_Problem to solve_
Reproduce every line of the listing below, leaving the wording unchanged. Offset each coordinate pair by adding 123 to both the x and the y value.

— Start of Material provided —

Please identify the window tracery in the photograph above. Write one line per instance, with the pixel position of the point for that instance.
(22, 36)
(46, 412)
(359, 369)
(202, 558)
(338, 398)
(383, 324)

— End of Material provided —

_Result of this task_
Please identify the window tracery in the photograph above. Write one line per instance, with the pixel position of the point for that instance.
(145, 159)
(169, 535)
(482, 492)
(325, 681)
(461, 521)
(506, 447)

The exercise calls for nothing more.